**Excerpted passage:**
--- START ---

Australian Open – Round 1st + 2nd

Before the tournament withdrew three players who would have been seeded: Florian Mayer, Marin Cilic and Robin Soderling. The last one has been suffering an injury since July 2011.
It’s been a good tournament so far for the local fans. The old legend (Lleyton Hewitt – 181) and the new big hope (eleven years younger Bernard Tomic – 38) moved through to the third round with entertaining matches on Rod Laver Arena. Especially in the first round against left-handers, Hewitt came back from a 1:5 deficit in the 4th set to beat a talented Stebe (I expect he might advance to the Top 30 this season), Tomic survived a 5-setter with an experienced Verdasco, despite two-sets-to-love down and *3:4 in the 5th set.
There wasn’t a triple bagel in the history of the Australian Open, but Novak Djokovic equaled an impressive achievement of Murray, winning 17 games in a row in Melbourne #. The defending champion and the main favorite to the title, did it in the first round after being a break down at 1:2 playing against a weak Italian player Paolo Lorenzi, who stunned through set and a half Nadal last year in Rome. “Obviously I want to get a good start of the year in my first official match in this season,” said Djokovic. “I am satisfied with the overall performance today. It took me a couple games to get into the right rhythm. It’s a bit difficult conditions. I think it was really the hottest day since I’ve arrived here, so trying to get used to that.” The Serb won also first two games of his another match with Giraldo. Astonishing 16-game winning streaks notched also Germans Philipps: Petzschner against Lukas Rosol (6-0, 6-0, 6-2) and Kohlschreiber, who bagelled Monaco in the 5th set in the opening round, and took first 10 games of his second round match with Riba when the Spaniard retired at 0-6, 0-4… “I wanted to win badly [with a] triple bagel,” said Petzschner [63] playing this season in unusual knee high socks. “Maybe it’s a lifetime opportunity. I’m not sad that I didn’t make it. I was just trying as hard as I could, and it just didn’t pay out at the end.” In the second round the flamboyant German ended Raonic’s impressive streak of 72 games held on serve (counting since his last match of the previous season in Paris) but it was enough only to get a set.
In contrary to Djokovic, his compatriots had more than three-hour opening matches. Janko Tipsarevic prevailed in 4 sets against Tursunov saving 3 set points to avoid a 0-2 deficit (14:12 in a 83-minute tie-break set, one of three longest tie-breaks this season by far) whereas Viktor Troicki surprised me a lot erasing a two-sets-to-love deficit against Juan Carlos Ferrero. In the 4th set Troicki was 5:6 (0-30) on serve, then fought off two ad-match points, and came back from a 0:1* (0-30) in the 5th set to win 4-6, 6-7, 6-2, 7-6, 6-2. This way Troicki known as one of the biggest chokers on the tour, ousted a player who never lost a match point-up ‘the best of five’ encounter during his very long career.

--- END ---

**Set exercise 1:**
In the Australian Open report, how long has Robin Soderling been suffering an injury?
**Set exercise 2:**
Go on with the Australian Open report from its last sentence.

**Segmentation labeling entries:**
--- START ---

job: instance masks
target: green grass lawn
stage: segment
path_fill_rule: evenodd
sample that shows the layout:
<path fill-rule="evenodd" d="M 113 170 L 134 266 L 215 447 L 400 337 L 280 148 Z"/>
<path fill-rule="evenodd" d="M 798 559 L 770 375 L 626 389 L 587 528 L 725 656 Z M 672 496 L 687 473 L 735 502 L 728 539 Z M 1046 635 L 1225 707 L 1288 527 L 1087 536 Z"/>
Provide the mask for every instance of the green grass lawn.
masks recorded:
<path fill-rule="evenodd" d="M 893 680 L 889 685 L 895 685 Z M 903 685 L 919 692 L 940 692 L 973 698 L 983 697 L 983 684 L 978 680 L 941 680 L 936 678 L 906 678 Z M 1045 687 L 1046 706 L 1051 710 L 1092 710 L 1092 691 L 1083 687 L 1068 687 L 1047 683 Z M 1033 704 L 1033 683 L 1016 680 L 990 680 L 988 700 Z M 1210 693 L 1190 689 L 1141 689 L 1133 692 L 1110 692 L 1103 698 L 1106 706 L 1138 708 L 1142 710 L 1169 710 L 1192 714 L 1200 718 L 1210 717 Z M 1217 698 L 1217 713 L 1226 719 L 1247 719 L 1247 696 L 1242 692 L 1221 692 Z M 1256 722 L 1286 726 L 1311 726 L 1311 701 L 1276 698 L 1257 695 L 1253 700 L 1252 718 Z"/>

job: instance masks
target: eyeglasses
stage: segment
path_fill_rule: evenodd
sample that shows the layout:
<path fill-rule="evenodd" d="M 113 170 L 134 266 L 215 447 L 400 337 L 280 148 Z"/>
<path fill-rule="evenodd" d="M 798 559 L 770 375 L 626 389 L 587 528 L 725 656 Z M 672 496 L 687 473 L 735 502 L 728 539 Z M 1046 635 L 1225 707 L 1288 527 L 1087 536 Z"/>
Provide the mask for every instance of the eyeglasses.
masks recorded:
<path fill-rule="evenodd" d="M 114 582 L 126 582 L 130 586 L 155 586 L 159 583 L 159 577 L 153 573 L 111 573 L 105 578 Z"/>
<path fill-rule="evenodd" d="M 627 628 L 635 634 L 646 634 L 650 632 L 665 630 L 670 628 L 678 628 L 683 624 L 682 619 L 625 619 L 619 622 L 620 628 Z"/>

--- END ---
--- START ---

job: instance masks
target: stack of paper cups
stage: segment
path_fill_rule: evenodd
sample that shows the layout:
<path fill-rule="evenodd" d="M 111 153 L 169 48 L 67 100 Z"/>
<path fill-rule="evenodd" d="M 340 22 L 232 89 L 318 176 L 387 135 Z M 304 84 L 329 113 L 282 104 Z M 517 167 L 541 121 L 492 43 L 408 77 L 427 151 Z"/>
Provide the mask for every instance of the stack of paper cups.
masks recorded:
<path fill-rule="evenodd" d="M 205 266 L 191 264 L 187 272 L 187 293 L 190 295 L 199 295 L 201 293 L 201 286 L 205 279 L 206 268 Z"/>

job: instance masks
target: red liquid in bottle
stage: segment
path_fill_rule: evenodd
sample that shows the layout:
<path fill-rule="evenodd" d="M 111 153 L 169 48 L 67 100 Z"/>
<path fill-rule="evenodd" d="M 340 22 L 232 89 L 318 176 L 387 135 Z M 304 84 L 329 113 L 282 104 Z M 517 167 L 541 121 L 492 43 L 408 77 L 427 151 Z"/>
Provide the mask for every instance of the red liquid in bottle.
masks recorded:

--- END ---
--- START ---

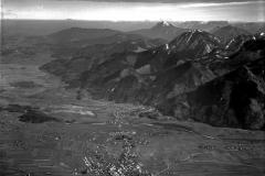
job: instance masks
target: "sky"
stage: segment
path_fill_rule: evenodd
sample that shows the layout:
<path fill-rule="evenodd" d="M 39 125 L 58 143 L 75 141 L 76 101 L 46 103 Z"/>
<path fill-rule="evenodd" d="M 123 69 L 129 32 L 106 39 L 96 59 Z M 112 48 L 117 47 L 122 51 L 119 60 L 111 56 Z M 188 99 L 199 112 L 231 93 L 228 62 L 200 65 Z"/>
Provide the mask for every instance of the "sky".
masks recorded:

--- END ---

**Output 1:**
Since July 2011.

**Output 2:**
A couple thoughts about “baby Federer” Grigor Dimitrov [78]. The young Bulgarian played his first 5-setters in career at majors. His game-style is more pleasant to watch than other youngsters, but I’m afraid the lack of the fighting spirit and physical liability may cost him losing many important matches in the future. I expect he will be entertaining to watch at the biggest arenas but don’t expect from him gathering the biggest titles…
At 28 years old, it’s kind of surreal. But it’s very exciting.” said Alex Bogomolov Jr. [34], who at the advanced age for a tennis player, participated in a Grand Slam event as a seeded player for the first time – in the Slam he had missed the last five editions, he also played it for the first time under the Russian flag (he changed his nationality in December last year). It didn’t help to reach the last 32 for the first time in Melbourne, however, Boggy led three times with a break in the deciding set against Llodra (the match consisted of 19 breaks of serve!).
A player with similar name – Alexandr Dolgopolov [13] became a revelation of the previous Australian Open eliminating much more higher ranked opponents (Tsonga, Soderling) after lopsided 5-setters. He has already won two another lopsided 5-setters at the Australian Open 2012, this time against much more lower ranked opponents (Greg Jones, Tobias Kamke). In the second round he fought back from a 1:3* (30 all) deficit in the 5th set on Hisense Arena. Later on, at match point down (*5:6) in a 5-stroke rally, his forehand clipped the line and a moment later caught Kamke contre pie with a backhand down the line winner. It was a funny match with enormous running on both sides because both players prefer similar style of play.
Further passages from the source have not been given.